Photo-based point labeling data:
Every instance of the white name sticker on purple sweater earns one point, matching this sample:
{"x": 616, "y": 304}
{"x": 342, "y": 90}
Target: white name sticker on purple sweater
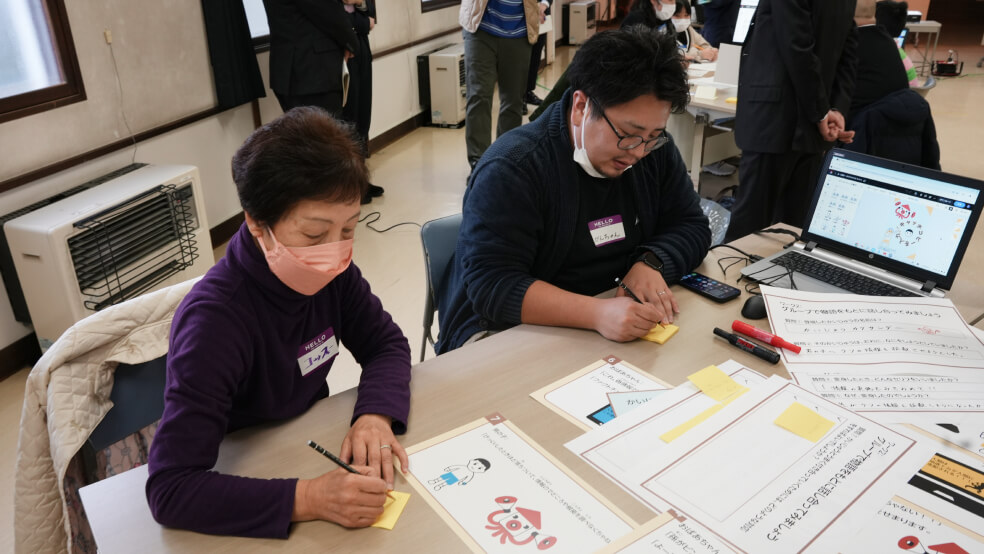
{"x": 316, "y": 352}
{"x": 607, "y": 230}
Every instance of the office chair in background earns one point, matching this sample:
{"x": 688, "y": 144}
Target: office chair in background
{"x": 439, "y": 237}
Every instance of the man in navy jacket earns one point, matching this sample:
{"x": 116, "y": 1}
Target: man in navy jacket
{"x": 592, "y": 190}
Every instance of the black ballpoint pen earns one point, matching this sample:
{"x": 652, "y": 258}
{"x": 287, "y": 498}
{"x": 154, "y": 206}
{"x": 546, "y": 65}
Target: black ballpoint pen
{"x": 627, "y": 290}
{"x": 750, "y": 347}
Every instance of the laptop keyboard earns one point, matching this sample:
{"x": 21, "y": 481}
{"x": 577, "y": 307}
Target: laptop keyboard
{"x": 837, "y": 276}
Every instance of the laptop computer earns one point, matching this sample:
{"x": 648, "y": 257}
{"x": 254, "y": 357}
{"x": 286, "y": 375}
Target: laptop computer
{"x": 878, "y": 227}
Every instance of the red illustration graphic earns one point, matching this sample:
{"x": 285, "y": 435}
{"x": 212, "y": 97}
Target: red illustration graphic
{"x": 910, "y": 542}
{"x": 904, "y": 211}
{"x": 518, "y": 525}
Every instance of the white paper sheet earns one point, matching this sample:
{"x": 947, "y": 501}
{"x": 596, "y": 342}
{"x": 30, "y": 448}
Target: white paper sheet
{"x": 923, "y": 399}
{"x": 847, "y": 333}
{"x": 764, "y": 489}
{"x": 495, "y": 486}
{"x": 615, "y": 450}
{"x": 582, "y": 398}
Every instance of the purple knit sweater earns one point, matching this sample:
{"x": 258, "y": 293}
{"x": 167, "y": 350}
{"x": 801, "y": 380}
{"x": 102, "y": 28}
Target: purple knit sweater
{"x": 239, "y": 343}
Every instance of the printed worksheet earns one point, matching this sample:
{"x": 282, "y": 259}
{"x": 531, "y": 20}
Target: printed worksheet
{"x": 781, "y": 470}
{"x": 582, "y": 397}
{"x": 848, "y": 333}
{"x": 922, "y": 399}
{"x": 614, "y": 449}
{"x": 501, "y": 492}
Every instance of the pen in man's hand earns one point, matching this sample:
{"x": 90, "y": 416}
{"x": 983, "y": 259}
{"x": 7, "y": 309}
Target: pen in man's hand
{"x": 627, "y": 290}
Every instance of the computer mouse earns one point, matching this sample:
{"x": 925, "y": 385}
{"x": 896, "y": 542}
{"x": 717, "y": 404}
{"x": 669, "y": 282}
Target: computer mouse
{"x": 754, "y": 308}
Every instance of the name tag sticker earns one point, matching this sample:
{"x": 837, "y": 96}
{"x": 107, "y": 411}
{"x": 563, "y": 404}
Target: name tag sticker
{"x": 607, "y": 230}
{"x": 318, "y": 351}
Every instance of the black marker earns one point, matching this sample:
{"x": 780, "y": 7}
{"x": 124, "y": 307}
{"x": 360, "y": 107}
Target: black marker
{"x": 750, "y": 347}
{"x": 332, "y": 457}
{"x": 627, "y": 290}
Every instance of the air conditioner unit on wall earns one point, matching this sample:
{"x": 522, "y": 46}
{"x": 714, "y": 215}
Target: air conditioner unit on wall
{"x": 583, "y": 21}
{"x": 447, "y": 86}
{"x": 135, "y": 233}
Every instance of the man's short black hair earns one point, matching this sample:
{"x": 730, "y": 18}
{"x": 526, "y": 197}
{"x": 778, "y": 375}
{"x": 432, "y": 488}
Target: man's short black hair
{"x": 305, "y": 154}
{"x": 615, "y": 67}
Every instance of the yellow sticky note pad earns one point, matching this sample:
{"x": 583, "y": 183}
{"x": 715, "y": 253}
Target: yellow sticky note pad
{"x": 662, "y": 334}
{"x": 392, "y": 510}
{"x": 717, "y": 384}
{"x": 675, "y": 433}
{"x": 804, "y": 422}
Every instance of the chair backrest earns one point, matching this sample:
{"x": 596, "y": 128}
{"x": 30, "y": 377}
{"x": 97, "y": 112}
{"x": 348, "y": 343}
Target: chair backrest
{"x": 138, "y": 401}
{"x": 926, "y": 86}
{"x": 438, "y": 237}
{"x": 718, "y": 219}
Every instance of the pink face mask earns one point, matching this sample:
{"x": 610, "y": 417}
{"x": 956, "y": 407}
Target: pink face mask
{"x": 308, "y": 269}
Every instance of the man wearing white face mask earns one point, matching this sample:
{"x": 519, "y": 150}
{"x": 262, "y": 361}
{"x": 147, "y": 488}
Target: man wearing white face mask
{"x": 654, "y": 14}
{"x": 590, "y": 191}
{"x": 253, "y": 341}
{"x": 694, "y": 47}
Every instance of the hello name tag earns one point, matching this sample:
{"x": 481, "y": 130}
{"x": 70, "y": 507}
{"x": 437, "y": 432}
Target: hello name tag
{"x": 607, "y": 230}
{"x": 317, "y": 352}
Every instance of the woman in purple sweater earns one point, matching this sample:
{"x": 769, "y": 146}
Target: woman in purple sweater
{"x": 254, "y": 339}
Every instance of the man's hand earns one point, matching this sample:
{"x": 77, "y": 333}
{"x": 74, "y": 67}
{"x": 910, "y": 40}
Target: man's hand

PROBLEM DESCRIPTION: Output each line exactly; omit every picture.

RESULT OF THE TASK:
Every instance of the white name sticker on purple sweater earns one point, matching this sample:
{"x": 616, "y": 304}
{"x": 342, "y": 90}
Target: white name sticker on purple sweater
{"x": 316, "y": 352}
{"x": 607, "y": 230}
Every instance of the office chair in background earns one point, matching this sample:
{"x": 688, "y": 144}
Target: office chair in background
{"x": 439, "y": 237}
Every instance of the man in navy jacket earns one point, matching this sample:
{"x": 116, "y": 1}
Target: man in navy jacket
{"x": 592, "y": 190}
Every instance of the black ballpoint pen earns one point, matching this sample:
{"x": 652, "y": 258}
{"x": 287, "y": 498}
{"x": 154, "y": 206}
{"x": 546, "y": 65}
Target: black ballpoint pen
{"x": 627, "y": 290}
{"x": 750, "y": 347}
Every instance of the laptop keyboard earns one point, matching this sample:
{"x": 21, "y": 481}
{"x": 577, "y": 307}
Target: laptop keyboard
{"x": 837, "y": 276}
Every instance of the laptop computer earns one point, matching this sample:
{"x": 648, "y": 257}
{"x": 254, "y": 357}
{"x": 286, "y": 375}
Target: laptop computer
{"x": 878, "y": 227}
Every instance of the red illustration graphic earns one point, matching this sample:
{"x": 285, "y": 435}
{"x": 212, "y": 97}
Target: red illustration graphic
{"x": 910, "y": 542}
{"x": 904, "y": 211}
{"x": 518, "y": 525}
Every instance of the white paper sheet earns one point, matching this sample:
{"x": 947, "y": 501}
{"x": 596, "y": 342}
{"x": 30, "y": 448}
Target: white paper sheet
{"x": 923, "y": 399}
{"x": 847, "y": 333}
{"x": 764, "y": 489}
{"x": 495, "y": 486}
{"x": 615, "y": 450}
{"x": 582, "y": 398}
Every instance of the purple knit sweater earns one point, matching this sample:
{"x": 258, "y": 293}
{"x": 167, "y": 350}
{"x": 801, "y": 380}
{"x": 102, "y": 28}
Target: purple knit sweater
{"x": 239, "y": 343}
Every instance of the printed worksheet earns one point, matching this sample:
{"x": 282, "y": 259}
{"x": 531, "y": 20}
Target: printed worksheet
{"x": 781, "y": 470}
{"x": 582, "y": 397}
{"x": 848, "y": 333}
{"x": 922, "y": 399}
{"x": 614, "y": 449}
{"x": 501, "y": 492}
Every instance of the pen in man's hand earns one point, matching this sample:
{"x": 90, "y": 416}
{"x": 983, "y": 259}
{"x": 7, "y": 309}
Target: pen in man's hand
{"x": 627, "y": 290}
Every instance of the computer mouse earns one point, matching this sample:
{"x": 925, "y": 385}
{"x": 896, "y": 542}
{"x": 717, "y": 404}
{"x": 669, "y": 282}
Target: computer mouse
{"x": 754, "y": 308}
Every instance of the name tag sticker earns one point, matching this sample:
{"x": 837, "y": 96}
{"x": 107, "y": 411}
{"x": 563, "y": 404}
Target: name tag sticker
{"x": 607, "y": 230}
{"x": 318, "y": 351}
Every instance of the black marker earns one point, matching this sample:
{"x": 780, "y": 7}
{"x": 124, "y": 307}
{"x": 360, "y": 107}
Target: black marker
{"x": 750, "y": 347}
{"x": 332, "y": 457}
{"x": 627, "y": 290}
Every instance of the air conditioner unit on wall earns one point, matching this sample:
{"x": 522, "y": 46}
{"x": 714, "y": 215}
Target: air conditioner unit on wall
{"x": 583, "y": 21}
{"x": 447, "y": 86}
{"x": 135, "y": 233}
Every instance of the man's short black hair earns one point, matching this sample:
{"x": 730, "y": 18}
{"x": 526, "y": 197}
{"x": 778, "y": 375}
{"x": 432, "y": 488}
Target: man's short black hair
{"x": 305, "y": 154}
{"x": 615, "y": 67}
Every instance of the yellow sticky note pad earns one point, matching this sample:
{"x": 583, "y": 183}
{"x": 715, "y": 253}
Target: yellow sticky note pad
{"x": 662, "y": 334}
{"x": 392, "y": 510}
{"x": 717, "y": 384}
{"x": 675, "y": 433}
{"x": 804, "y": 422}
Every instance of the chair backrest earns one point, matching this sample:
{"x": 596, "y": 128}
{"x": 30, "y": 377}
{"x": 97, "y": 112}
{"x": 348, "y": 343}
Target: chair backrest
{"x": 138, "y": 401}
{"x": 926, "y": 86}
{"x": 438, "y": 237}
{"x": 718, "y": 219}
Every instance of the pink face mask earns one point, matching this sample:
{"x": 610, "y": 417}
{"x": 956, "y": 407}
Target: pink face mask
{"x": 308, "y": 269}
Every instance of the man wearing white face mask earns one point, matching this sample:
{"x": 519, "y": 150}
{"x": 262, "y": 361}
{"x": 147, "y": 488}
Target: man wearing white face mask
{"x": 654, "y": 14}
{"x": 590, "y": 191}
{"x": 253, "y": 341}
{"x": 694, "y": 47}
Every instance of the hello name tag earns one point, matching this sample:
{"x": 481, "y": 130}
{"x": 70, "y": 507}
{"x": 437, "y": 432}
Target: hello name tag
{"x": 607, "y": 230}
{"x": 317, "y": 352}
Every instance of the woman in purple sweater earns one point, matching this sample:
{"x": 769, "y": 146}
Target: woman in purple sweater
{"x": 254, "y": 339}
Every instance of the man's hand earns one point, matching this sample:
{"x": 77, "y": 333}
{"x": 74, "y": 67}
{"x": 910, "y": 40}
Target: man's hand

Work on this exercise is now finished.